PROMPT: Reproduce the entries below line for line, with no changes.

(Extracted data entries)
------------------------

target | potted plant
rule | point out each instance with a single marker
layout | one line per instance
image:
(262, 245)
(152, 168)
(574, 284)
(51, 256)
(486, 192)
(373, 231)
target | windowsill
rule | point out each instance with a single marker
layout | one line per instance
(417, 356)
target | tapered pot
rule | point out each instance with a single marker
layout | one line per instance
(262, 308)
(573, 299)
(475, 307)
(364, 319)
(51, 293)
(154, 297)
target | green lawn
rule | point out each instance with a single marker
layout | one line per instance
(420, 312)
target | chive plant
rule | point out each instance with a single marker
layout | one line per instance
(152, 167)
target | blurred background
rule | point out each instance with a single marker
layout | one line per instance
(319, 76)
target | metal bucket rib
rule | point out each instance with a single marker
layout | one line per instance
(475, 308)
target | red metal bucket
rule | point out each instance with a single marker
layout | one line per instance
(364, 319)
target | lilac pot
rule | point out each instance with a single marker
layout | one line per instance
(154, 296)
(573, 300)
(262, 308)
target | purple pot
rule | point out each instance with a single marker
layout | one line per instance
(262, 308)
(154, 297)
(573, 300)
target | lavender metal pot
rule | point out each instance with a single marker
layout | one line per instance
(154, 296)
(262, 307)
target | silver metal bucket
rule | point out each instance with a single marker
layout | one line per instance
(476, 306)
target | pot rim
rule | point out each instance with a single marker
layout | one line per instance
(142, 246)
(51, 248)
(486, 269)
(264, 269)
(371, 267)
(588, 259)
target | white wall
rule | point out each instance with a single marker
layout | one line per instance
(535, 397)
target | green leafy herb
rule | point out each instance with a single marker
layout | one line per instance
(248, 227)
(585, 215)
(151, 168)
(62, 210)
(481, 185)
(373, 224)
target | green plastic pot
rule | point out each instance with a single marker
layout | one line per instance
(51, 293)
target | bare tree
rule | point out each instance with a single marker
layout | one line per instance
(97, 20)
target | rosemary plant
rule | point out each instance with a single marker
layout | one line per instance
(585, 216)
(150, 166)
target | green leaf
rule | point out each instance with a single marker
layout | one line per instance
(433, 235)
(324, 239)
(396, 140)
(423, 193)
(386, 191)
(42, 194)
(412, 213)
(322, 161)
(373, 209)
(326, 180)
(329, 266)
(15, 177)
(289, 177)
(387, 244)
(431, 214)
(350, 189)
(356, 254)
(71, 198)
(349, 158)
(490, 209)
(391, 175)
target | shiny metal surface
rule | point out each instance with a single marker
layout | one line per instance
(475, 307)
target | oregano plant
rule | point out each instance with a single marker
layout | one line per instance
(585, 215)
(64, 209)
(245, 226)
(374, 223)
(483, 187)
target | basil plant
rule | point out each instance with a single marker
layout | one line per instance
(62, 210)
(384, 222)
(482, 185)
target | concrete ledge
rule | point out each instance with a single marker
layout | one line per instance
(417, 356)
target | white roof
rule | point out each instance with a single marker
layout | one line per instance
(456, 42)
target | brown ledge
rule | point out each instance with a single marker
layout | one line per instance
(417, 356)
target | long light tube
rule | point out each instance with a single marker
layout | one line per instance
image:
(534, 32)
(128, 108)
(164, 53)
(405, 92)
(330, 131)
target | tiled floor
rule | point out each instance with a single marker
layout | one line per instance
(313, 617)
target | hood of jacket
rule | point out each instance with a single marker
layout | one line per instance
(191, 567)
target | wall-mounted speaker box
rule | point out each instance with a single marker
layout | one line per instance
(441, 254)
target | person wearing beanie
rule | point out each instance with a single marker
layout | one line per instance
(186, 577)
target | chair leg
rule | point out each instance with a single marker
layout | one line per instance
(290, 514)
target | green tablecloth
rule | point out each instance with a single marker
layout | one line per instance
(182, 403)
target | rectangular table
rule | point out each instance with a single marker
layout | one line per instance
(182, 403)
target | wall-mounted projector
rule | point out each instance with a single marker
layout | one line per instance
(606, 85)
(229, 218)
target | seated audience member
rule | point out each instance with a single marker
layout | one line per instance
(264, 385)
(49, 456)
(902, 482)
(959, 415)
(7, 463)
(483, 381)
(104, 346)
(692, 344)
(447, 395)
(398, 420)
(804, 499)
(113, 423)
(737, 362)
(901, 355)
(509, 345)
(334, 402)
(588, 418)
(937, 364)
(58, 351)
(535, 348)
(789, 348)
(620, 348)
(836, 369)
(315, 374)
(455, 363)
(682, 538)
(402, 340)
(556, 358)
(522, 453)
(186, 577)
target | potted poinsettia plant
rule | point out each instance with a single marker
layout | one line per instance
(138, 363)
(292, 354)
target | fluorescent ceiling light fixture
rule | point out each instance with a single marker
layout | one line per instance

------------------------

EXERCISE ANSWER:
target | potted plant
rule | point out each instance with a single marker
layout | one line per instance
image:
(262, 245)
(152, 168)
(574, 284)
(51, 256)
(486, 192)
(373, 231)
target | windowsill
rule | point out each instance with a single marker
layout | one line per instance
(417, 356)
target | tapered pot
rule | point out each instance with a single marker
layout | one line per instance
(262, 308)
(573, 299)
(475, 307)
(364, 319)
(51, 293)
(154, 297)
target | green lawn
rule | point out each instance with a single marker
layout | one line per instance
(420, 312)
target | chive plant
rule | point out each instance with a single marker
layout | one line per instance
(152, 167)
target | blurred background
rule | point out each instance with a single marker
layout | one line per instance
(319, 76)
target | metal bucket rib
rule | point out each instance with a single marker
layout | one line per instance
(475, 308)
target | red metal bucket
rule | point out each instance with a single marker
layout | one line per instance
(364, 319)
target | lilac pot
rule | point out each instance with a single marker
layout | one line per instance
(154, 296)
(573, 300)
(262, 308)
target | purple pot
rule | point out each instance with a single marker
layout | one line per instance
(262, 308)
(154, 297)
(573, 300)
target | lavender metal pot
rule | point out each instance with a single marker
layout | one line per instance
(154, 296)
(262, 307)
target | silver metal bucket
rule | point out each instance with a single marker
layout | one line per instance
(476, 306)
target | pot rim
rule | point out each instance with a single marker
layout | one line per instance
(142, 246)
(51, 248)
(486, 269)
(264, 269)
(371, 267)
(588, 259)
target | white wall
rule | point out each instance with a single marker
layout | one line per instance
(535, 397)
target | green leafy herb
rule | point out each instance with a single marker
layout | one line per instance
(248, 227)
(585, 215)
(151, 168)
(62, 210)
(481, 185)
(373, 224)
target | green plastic pot
rule | point out each instance with a single marker
layout | one line per instance
(51, 293)
target | bare tree
rule | point out each instance with a single marker
layout | one line per instance
(97, 20)
target | rosemary plant
rule | point out each instance with a single marker
layout | one line per instance
(585, 216)
(150, 166)
target | green leaf
rule | point out each instance with a single marker
layout | one line per instance
(433, 235)
(324, 239)
(396, 140)
(423, 193)
(386, 191)
(42, 194)
(412, 213)
(322, 161)
(373, 209)
(326, 180)
(329, 266)
(15, 177)
(289, 177)
(387, 244)
(431, 214)
(350, 189)
(356, 254)
(71, 198)
(349, 158)
(490, 209)
(391, 175)
target | shiny metal surface
rule | point out each instance with a single marker
layout | one line per instance
(475, 307)
target | oregano plant
rule | point out each instance with a single marker
layout | one line per instance
(585, 215)
(64, 209)
(245, 226)
(374, 223)
(483, 187)
target | basil plant
rule | point out each instance with a single marker
layout | one line per instance
(62, 210)
(384, 222)
(482, 185)
target | concrete ledge
rule | point out each instance with a single marker
layout | one line per instance
(417, 356)
target | white roof
rule | point out each instance with a single marker
layout | one line per instance
(456, 42)
target | brown ledge
rule | point out each instance with a single marker
layout | one line per instance
(417, 356)
target | long light tube
rule | point out each instance with a single marker
layout | one line per instance
image:
(534, 32)
(128, 108)
(164, 53)
(405, 92)
(330, 131)
target | tiled floor
rule | point out each instance with a single marker
layout | one line per instance
(313, 617)
target | hood of jacket
rule | point out each instance with a single marker
layout | one line per instance
(191, 567)
target | wall-mounted speaker box
rule | point out each instance with a single marker
layout | one line per instance
(441, 254)
target | person wearing beanie
rule | point out each instance with a single marker
layout | one line per instance
(186, 577)
target | chair leg
rule | point out each instance with a single marker
layout | one line per instance
(290, 514)
target | green tablecloth
rule | point out each instance with a single marker
layout | one line per instance
(182, 403)
target | rectangular table
rule | point out each instance with a single marker
layout | one line per instance
(182, 403)
target | wall-mounted projector
rule | point out each instance with a single marker
layout | one line per instance
(606, 85)
(229, 218)
target | seated audience member
rule | point out each instance with a single marker
layout | one line per instance
(264, 385)
(49, 456)
(902, 482)
(959, 415)
(7, 463)
(483, 381)
(104, 346)
(692, 344)
(447, 395)
(398, 420)
(804, 499)
(113, 423)
(737, 362)
(901, 355)
(509, 345)
(334, 402)
(588, 418)
(937, 364)
(58, 351)
(535, 348)
(789, 348)
(620, 348)
(836, 369)
(315, 374)
(455, 363)
(682, 538)
(402, 340)
(556, 358)
(522, 453)
(186, 577)
target | potted poinsettia plant
rule | point out each instance with a single marker
layout | one line per instance
(138, 363)
(292, 354)
target | fluorescent ceiling light fixture
rule | point out each instance with a single marker
layout | one line per instance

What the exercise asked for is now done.